* FRAGMENTO PROPORCIONADO:
■ ■ ■ ■

El coronel Antonio Carreón sugirió que “tal vez” se debiera a Catarina de San Juan “el origen de las enaguas llamadas de castor poblano (tejido de lana rojo) y el apodo de chinas poblanas que se da a las hermosas criollas de Puebla”. El número 66 de la Revista Artes de México. La China Poblana. retoma este tema.
Por Gutierre Tibón
Ciudad de México, 12 de septiembre (SinEmbargo).- ¿Quién inventó la leyenda de la china poblana? No es ningún secreto. Lo hizo el coronel Antonio Carreón, en su Historia de la ciudad de Puebla (1896). Carreón estaba “avezado a estas flaquezas”, es decir, a las falsificaciones históricas, según apunta el doctor Nicolás León; no sólo inventó a la china poblana, princesita del celeste imperio, sino a un religioso dominico, fray Martín Durán, quien, según él, trató de introducir en México la reforma protestante y fue sacrificado por la Inquisición. José María Vigil pulverizó esa mentira en 1888.
La de la china encontró, por el contrario, el apoyo del mitómano licenciado Ramón Mena (a quien todavía alcancé a conocer en Córdoba, ya muy entrado en años). Mena aceptó como verdades las fantasías (“impudor histórico”, dice León) del coronel, y les añadió otras de su cosecha: “con la desaparición de la china poblana acabó el ángel bueno de las clases desheredadas de Puebla de los Ángeles, pero el pueblo, siempre grato, siempre noble y siempre grande, conservó la memoria de la santa, la imitó en el vestir, y de ahí el origen de las chinas”. Ni el propio coronel Carreón se había atrevido a afirmar tal cosa. Sólo sugirió que “tal vez” se debiera a Catarina de San Juan “el origen de las enaguas llamadas de castor poblano (tejido de lana rojo) y el apodo de chinas poblanas que se da a las hermosas criollas de Puebla”.

■ ■ ■ ■

* FILAS DE DATOS:
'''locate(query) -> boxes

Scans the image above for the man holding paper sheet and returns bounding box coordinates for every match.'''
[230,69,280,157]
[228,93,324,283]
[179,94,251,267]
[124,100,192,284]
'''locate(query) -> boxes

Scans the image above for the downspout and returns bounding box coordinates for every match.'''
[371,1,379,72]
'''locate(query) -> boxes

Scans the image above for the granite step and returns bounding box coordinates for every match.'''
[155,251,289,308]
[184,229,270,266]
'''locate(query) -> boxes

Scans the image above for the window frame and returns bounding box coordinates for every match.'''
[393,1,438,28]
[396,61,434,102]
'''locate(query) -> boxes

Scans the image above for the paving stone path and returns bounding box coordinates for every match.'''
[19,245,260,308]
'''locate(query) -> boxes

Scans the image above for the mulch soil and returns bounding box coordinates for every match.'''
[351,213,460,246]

■ ■ ■ ■

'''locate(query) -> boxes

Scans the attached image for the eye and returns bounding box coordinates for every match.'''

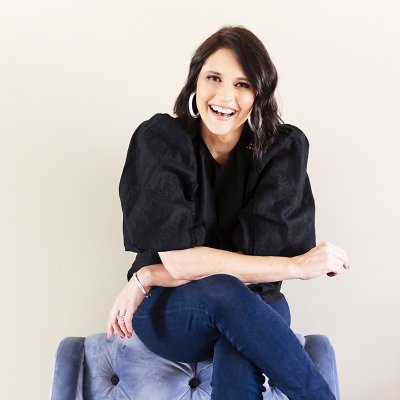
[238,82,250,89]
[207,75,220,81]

■ ■ ■ ■

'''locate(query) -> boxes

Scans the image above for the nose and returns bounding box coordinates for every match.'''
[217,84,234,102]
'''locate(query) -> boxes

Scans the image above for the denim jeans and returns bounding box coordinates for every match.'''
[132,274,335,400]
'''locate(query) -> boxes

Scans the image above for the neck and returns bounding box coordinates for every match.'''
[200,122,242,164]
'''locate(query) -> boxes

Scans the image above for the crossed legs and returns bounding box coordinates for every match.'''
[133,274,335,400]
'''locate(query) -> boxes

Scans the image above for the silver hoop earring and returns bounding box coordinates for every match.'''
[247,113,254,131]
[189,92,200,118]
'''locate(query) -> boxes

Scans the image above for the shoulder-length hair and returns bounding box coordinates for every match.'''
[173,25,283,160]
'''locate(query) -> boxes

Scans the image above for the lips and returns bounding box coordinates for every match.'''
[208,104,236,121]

■ ■ ■ ■

¿Puedes transcribir del fragmento sobre la china poblana el pasaje que empieza en "Por Gutierre Tibón" y termina en "mentira en 1888."?

* RESPUESTA COMPLETA:
Por Gutierre Tibón
Ciudad de México, 12 de septiembre (SinEmbargo).- ¿Quién inventó la leyenda de la china poblana? No es ningún secreto. Lo hizo el coronel Antonio Carreón, en su Historia de la ciudad de Puebla (1896). Carreón estaba “avezado a estas flaquezas”, es decir, a las falsificaciones históricas, según apunta el doctor Nicolás León; no sólo inventó a la china poblana, princesita del celeste imperio, sino a un religioso dominico, fray Martín Durán, quien, según él, trató de introducir en México la reforma protestante y fue sacrificado por la Inquisición. José María Vigil pulverizó esa mentira en 1888.